## Lavoro da svolgere
- 1) Traduci in inglese questa frase del brano sugli italiani in Kenya: «Tra di loro si contavano nobili, industriali e ricchi avventurieri.»
- 2) Per favore, prosegui il brano sugli italiani in Kenya partendo dopo la sua ultima frase.

## Sezione del documento
Non solo gli storici britannici, come i discendenti del primo “farmista” del Kenya, Lord Delamere, i Broughton o lady Idina Sackville, ma anche molti italiani arrivati tra gli anni Cinquanta e il post indipendenza, dal 1963 in poi.
Si trattava prevalentemente di amanti della caccia e della natura che gli permetteva di praticare questa passione.
Tra di loro si contavano nobili, industriali e ricchi avventurieri.
A differenza degli inglesi, che spesso erano personaggi dal dubbio passato che nell’Africa avevano trovato una seconda opportunità, non rinunciando ad abitudini che comprendevano alcol, droga e promiscuità sessiale, gli italiani erano in genere persone di cultura o capitani d'azienda che avevano investito (anche a scatola chiusa) acquistando ettari di terreno che in parte gli stessi britannici avevano dovuto cedere su pressione del Governo, che aveva calmierato i loro possedimenti, cercando di limitarne il potere.
Tra Naivasha, l’Aberdare e Nanyuki arrivarono note famiglie che hanno fatto la storia del Kenya italiano come i Rocco, i Bisleti e i Natta (famiglia del premio Nobel per la chimica Giulio), oltre a Bruno Brighetti, musicista e coautore di una delle più famose canzoni italiane: “Estate” interpretata da Sergio Martino.
Con o tramite loro si lanciarono nell’avventura del Kenya decine di amici, compagni di battute, collaboratori, professionisti o semplicemente connazionali che avevano voglia di osare e cambiare vita.
Tra i tanti di cui presto vi racconteremo le vicissitudini, c’era anche un aristocratico veronese, il Conte Piero Guarienti, che le voci della “Happy Valley” (così erano chiamate le verdi e ondulate lande tra i laghi di Naivasha e di Nakuru) davano come un po’ decaduto o piuttosto in ambasce finanziarie in Italia. Un matrimonio traballante, affari non proprio floridi ed il bisogno di “staccare” per un po’. Arrivò come tanti con qualche raccomandazione e la necessità di trovare un’occupazione.

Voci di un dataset

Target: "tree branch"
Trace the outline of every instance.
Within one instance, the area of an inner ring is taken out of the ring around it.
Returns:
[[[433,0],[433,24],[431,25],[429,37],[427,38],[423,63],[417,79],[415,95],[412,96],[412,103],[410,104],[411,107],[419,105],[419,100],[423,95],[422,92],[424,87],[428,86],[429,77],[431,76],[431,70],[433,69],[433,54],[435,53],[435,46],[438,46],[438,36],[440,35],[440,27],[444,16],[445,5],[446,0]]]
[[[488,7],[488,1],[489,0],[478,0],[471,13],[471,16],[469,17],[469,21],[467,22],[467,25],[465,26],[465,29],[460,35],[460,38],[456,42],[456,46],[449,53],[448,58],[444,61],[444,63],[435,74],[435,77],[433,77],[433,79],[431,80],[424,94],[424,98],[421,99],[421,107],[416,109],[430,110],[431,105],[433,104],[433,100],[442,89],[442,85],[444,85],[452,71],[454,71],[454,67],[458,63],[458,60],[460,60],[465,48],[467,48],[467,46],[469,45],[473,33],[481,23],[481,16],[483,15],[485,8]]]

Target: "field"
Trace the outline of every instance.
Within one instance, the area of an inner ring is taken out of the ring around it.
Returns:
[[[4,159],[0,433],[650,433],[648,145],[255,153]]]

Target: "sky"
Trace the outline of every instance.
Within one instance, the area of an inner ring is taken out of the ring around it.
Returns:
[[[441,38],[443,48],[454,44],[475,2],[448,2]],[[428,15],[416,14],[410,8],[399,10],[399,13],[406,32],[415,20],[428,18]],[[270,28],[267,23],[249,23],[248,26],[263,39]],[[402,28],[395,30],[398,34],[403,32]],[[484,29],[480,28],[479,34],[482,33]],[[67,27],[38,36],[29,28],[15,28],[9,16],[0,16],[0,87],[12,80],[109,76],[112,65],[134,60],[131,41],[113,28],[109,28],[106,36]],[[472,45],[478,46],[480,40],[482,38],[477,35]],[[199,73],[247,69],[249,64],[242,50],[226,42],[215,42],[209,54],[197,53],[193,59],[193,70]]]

## Risultati per compito
- 1) Among them were nobles, industrialists and wealthy adventurers.

- 2)
Furono i Mentasti, proprietari tra l’altro dell’acqua San Pellegrino, ad ingaggiarlo per curare i loro interessi in una tenuta che avevano acquistato nella zona di Kipipiri, ai bordi della magnifica foresta di Aberdare. Guarienti, come lo descrisse l’allora corrispondente del quotidiano La Stampa, era “inetto negli affari, e così pigro da non potersi alzare dal letto prima di mezzogiorno. Ma era cortese, gioviale, suonava sulla chitarra le canzonette italiane del dopoguerra, e il titolo nobiliare gli facilitò l' ingresso al Muthaiga Country Club, che negli ultimi anni dell' Impero era ancora uno dei santuari del mondo coloniale inglese”.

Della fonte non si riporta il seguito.